> [Task prompt]
Print out each record below, unaltered and complete, without its images.

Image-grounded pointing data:
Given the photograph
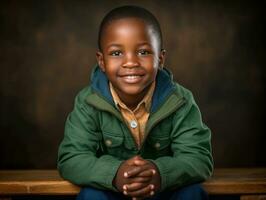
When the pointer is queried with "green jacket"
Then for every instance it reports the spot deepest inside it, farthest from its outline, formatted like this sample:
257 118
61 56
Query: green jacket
97 140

> [Expected answer]
Given the photograph
When the pointer is queried with "green jacket"
Then for every instance it reports the spot deepest inside it, farthest from its outline, formatted like this sample:
257 118
61 56
Query: green jacket
97 140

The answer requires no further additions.